In some embodiments, electrodes from a previous melt may be in condition for reuse. Electrode segment(s) in good condition (minimal thread damage) may be reused as either upper or lower sections. Lower quality electrode segment(s) may be reused as lower sections. As a safety precaution, electrodes may have a secondary means of control apart from the grippers. They may one or more of be attached to the jib crane or other lifting device, have the hard stops in place below the feeders, and/or have a vitrification container in place under the hood.
Pre-Melt setup may proceed as follows, in some embodiments:
1. Open the movable grippers and the fixed grippers.
2. Ensure moveable grippers are fully lowered to the hard stop.
3. Attach a jib crane or other electrode lifting device to lower electrode sections.
4. Lower the lower electrode sections as far as possible into the electrode feeders.
5. Close the movable gripper and the fixed gripper until the lower electrode sections are secure and remove jib crane or other electrode lifting device.
6. Attach upper electrode sections via jib crane or other electrode lifting device.
7. Open the movable gripper and raise it to the top of the electrode. Close the movable gripper.
8. Open the fixed gripper. Fully lower electrode pairs (coupled upper and lower sections) into the melt zone.
9. Place the electrode position caps on top of the electrodes. Repeat for all electrode feeders.
10. Open and move all movable grippers to near the electrode feeder upper limit switch and close.
To ensure the system will be safe to operate, it is important in some embodiments to check electrical continuity between the electrodes. This may be done by measuring the resistance between all possible electrode connections with the electrodes in the starting position, but with the transformer out of the circuit. In the embodiment depicted in FIG. 14 , four electrodes 5 a, 5 b, 5 c, and 5 d have six electrode connections 1210, 1220, 1230, 1240, 1250, and 1260. In some embodiments, additional graphite may be added, if needed, around electrodes. Additionally, resistance between the electrodes and vitrification container ground may be checked. The resistance between the electrodes and the vitrification container should be greater than 0.5E06 ohms, in some embodiments.
After performing the above steps, in some embodiments, the feeder system is ready for use in the vitrification process. Steps may vary between embodiments.

Melt

The melt stage may proceed as follows, in some embodiments:
1. Check that the movable grippers have sufficient grip on the electrodes then open the fixed grippers to allow electrodes to be lowered during melt processing.
2. Observe electrode height indicators as the electrodes are progressing downward during melt processing to ensure that the maximum operating depth is not exceeded. Maximum operating depth may be the bottom of the container or higher, depending on the application.
3. Close the fixed grippers.
4. Open the movable grippers and re-position to the top of the electrodes.
5. Close the movable grippers.
6. Open the fixed grippers and resume electrode feeding.
7. Melt progress is determined via one or more of electrode depth, temperature measurements from one or more locations in the system, and visual indication from one or more cameras.
In some embodiments, there is a small (less than 2 inches, in some embodiments) height difference between electrodes though larger height differences (greater than 10 inches, in some embodiments) may occur as required to maintain stable operations. In some embodiments having more than one electrode feeder assembly, two or more movable grippers and/or movable contactors may be repositioned in tandem. In some embodiments, movable grippers and/or movable contactors may be repositioned individually. In some embodiments, feed rates may vary across electrode feeders. In some embodiments, electrode feed rates are the same (+/− acceptable error) for two or more electrode feeders.

▬▬▬▬▬▬

TASK DESCRIPTION –
Please render this sentence from the electrode feeder passage in Spanish: "In some embodiments, feed rates may vary across electrode feeders."

GIVEN INFORMATION –
▬▬▬▬▬▬

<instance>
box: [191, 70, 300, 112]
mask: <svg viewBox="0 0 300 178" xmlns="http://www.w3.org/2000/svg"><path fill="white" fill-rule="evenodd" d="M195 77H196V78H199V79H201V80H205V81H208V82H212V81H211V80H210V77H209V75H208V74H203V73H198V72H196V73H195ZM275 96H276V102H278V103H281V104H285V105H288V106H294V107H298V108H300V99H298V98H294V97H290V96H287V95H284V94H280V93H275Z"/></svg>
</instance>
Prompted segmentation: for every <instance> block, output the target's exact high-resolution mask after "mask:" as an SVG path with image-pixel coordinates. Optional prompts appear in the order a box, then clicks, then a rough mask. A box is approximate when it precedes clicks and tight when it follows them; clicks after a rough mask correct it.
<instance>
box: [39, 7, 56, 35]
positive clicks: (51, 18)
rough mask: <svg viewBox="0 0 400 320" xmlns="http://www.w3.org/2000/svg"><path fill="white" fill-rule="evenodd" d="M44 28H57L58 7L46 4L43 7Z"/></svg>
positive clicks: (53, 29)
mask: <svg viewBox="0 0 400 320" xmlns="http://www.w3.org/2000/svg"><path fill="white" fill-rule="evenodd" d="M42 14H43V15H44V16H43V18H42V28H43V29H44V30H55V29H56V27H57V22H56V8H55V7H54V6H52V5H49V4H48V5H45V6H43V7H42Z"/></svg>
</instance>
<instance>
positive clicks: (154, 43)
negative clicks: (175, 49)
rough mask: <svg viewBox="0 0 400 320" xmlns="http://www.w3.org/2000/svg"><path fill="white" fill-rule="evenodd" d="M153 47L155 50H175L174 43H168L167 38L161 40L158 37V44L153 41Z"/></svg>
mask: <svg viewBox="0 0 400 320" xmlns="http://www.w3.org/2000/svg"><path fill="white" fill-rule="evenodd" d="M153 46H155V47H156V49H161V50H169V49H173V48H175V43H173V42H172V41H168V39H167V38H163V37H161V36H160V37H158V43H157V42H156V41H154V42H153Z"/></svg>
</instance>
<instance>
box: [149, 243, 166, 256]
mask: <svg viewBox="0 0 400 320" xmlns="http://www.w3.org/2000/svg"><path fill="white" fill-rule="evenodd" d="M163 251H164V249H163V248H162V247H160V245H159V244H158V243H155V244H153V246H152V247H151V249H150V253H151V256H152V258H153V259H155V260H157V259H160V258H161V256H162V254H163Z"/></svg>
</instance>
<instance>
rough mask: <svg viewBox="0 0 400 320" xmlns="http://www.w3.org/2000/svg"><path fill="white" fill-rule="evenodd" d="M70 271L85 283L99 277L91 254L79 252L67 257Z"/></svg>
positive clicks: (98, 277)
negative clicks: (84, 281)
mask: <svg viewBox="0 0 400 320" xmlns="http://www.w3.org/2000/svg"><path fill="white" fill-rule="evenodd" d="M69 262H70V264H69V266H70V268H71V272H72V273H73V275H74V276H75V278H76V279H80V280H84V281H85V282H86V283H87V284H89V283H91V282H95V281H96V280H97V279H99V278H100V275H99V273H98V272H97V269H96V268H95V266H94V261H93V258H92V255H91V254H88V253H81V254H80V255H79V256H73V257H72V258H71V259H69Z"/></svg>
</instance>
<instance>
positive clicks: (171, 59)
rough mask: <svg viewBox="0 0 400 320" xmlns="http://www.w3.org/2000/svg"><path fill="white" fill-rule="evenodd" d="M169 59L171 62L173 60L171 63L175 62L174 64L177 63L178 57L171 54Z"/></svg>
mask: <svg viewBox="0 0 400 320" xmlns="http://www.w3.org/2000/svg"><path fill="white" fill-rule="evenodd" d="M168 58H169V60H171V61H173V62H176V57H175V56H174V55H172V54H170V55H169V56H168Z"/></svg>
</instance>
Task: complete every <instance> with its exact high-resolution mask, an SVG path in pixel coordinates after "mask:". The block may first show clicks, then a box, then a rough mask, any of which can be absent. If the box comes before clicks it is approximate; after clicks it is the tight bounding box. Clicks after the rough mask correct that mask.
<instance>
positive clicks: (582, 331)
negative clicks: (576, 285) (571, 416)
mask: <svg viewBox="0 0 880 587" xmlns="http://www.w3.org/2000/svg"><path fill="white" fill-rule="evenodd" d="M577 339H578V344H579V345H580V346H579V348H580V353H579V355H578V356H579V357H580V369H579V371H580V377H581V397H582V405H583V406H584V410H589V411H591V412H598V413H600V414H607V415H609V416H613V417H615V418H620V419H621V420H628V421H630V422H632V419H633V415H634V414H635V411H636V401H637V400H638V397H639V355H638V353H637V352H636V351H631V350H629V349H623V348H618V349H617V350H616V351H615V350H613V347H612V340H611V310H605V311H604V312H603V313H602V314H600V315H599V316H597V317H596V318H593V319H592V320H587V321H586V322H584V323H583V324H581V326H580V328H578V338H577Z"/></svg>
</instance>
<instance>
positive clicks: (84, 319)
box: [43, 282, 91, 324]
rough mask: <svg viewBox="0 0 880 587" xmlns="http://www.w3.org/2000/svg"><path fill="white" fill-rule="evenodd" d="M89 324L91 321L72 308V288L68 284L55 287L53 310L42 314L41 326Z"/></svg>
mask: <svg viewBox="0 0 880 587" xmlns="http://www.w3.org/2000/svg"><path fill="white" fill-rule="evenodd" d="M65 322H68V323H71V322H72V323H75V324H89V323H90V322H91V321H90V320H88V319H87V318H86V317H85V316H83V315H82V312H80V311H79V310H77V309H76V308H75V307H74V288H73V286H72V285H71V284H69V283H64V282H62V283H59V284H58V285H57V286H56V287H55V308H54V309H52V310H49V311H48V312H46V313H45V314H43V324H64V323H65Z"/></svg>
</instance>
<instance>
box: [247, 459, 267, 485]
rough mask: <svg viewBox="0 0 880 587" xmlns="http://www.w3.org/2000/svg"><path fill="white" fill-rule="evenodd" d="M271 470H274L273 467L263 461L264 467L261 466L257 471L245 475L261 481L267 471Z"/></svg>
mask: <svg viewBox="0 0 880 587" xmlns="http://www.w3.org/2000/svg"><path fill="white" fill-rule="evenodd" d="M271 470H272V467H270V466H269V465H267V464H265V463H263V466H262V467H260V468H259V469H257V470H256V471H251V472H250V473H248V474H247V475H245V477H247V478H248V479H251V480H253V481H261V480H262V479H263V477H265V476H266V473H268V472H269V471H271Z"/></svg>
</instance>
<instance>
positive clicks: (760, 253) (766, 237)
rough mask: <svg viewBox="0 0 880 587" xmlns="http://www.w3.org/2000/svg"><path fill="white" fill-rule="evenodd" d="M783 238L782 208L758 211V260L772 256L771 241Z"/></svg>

▬▬▬▬▬▬

ANSWER FOR THE TASK –
En algunas realizaciones, las velocidades de alimentación pueden variar entre los alimentadores de electrodos.